Text under study Block Start
Fewer plantings of California leafy greens are expected to result in less shipments during the next few months. This is because of declines in foodservice demand related to the COVID-19 pandemic.
RaboResearch conversations with vegetable shippers reveal they are likely to cut acreage by 10 to 15 percent over the next 60 days.
Because of reduced demand over the past six weeks, growers for foodservice have walked away from fields. Many are hoping to redirect shipments to retailers.
The acreage not being used now represents 50 to 85 percent of the land normally planted for product destined to restaurants, schools and other foodservice accounts. Vegetables generally are directed to foodservice accounts more than fruits. Tomatoes and lettuce are two of the higher volume vegetables going to foodservice.
About 15 percent of fresh fruit is shipped for foodservice.
Increased shipments to retail have helped compensate for lagging foodservice demand.
Text under study Block End
__Problem to work on__.
Carry on the report about reduced California leafy greens plantings and shipments, starting after its final sentence.
Records provided Block Start
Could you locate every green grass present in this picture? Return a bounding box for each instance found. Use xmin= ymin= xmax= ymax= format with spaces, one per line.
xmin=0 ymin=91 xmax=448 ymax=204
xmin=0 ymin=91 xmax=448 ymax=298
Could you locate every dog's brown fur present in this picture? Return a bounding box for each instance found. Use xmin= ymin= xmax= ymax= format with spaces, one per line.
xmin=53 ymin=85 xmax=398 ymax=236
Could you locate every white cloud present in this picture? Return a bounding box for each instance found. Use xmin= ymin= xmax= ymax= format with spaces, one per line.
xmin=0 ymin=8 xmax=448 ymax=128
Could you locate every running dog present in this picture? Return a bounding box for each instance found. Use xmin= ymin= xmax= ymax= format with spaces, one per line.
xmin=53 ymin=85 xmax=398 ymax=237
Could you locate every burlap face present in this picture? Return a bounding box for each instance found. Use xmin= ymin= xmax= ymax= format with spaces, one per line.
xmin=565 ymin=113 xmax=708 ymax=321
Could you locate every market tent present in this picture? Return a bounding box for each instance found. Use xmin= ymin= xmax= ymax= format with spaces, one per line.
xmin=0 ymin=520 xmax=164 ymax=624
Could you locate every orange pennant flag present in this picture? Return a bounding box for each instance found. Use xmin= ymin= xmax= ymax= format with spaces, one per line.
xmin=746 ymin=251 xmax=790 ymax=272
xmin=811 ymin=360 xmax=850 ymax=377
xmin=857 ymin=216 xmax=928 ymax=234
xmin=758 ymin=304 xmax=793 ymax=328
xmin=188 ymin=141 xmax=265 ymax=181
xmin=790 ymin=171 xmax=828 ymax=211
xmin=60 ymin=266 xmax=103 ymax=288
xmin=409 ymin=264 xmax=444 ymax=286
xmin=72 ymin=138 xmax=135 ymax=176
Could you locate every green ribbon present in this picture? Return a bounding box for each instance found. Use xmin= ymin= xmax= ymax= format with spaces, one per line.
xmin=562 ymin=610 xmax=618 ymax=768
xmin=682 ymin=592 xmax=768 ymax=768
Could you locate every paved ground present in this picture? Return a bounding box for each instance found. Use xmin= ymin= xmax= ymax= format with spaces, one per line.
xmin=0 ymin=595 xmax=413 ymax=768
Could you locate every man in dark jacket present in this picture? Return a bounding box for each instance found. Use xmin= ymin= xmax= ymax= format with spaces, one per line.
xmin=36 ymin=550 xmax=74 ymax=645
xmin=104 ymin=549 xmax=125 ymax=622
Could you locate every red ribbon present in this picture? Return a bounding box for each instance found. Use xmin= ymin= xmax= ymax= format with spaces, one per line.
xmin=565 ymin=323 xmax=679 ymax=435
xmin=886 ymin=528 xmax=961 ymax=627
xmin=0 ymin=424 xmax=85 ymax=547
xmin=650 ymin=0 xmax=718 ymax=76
Records provided Block End
__Response__.
Retail statistics for the four weeks ending April 12 reveal fresh produce sales increased 17 percent compared with the same period last year.
Fresh fruit sales were up about 9 percent for the four-week period, while fresh vegetable sales were up 25 percent.
Orange sales for the period were up 55 percent, but sales of grapes, melons and pears were down.
The 25 percent overall increase in vegetables was highlighted by gains in potatoes and sweet potatoes, at 80 percent and 55 increases, respectively.
Packaged salad sales for the four-week period ending April 12 were up only 7 percent.
On the plus side foodservice shipments are likely to increase when states end lockdowns.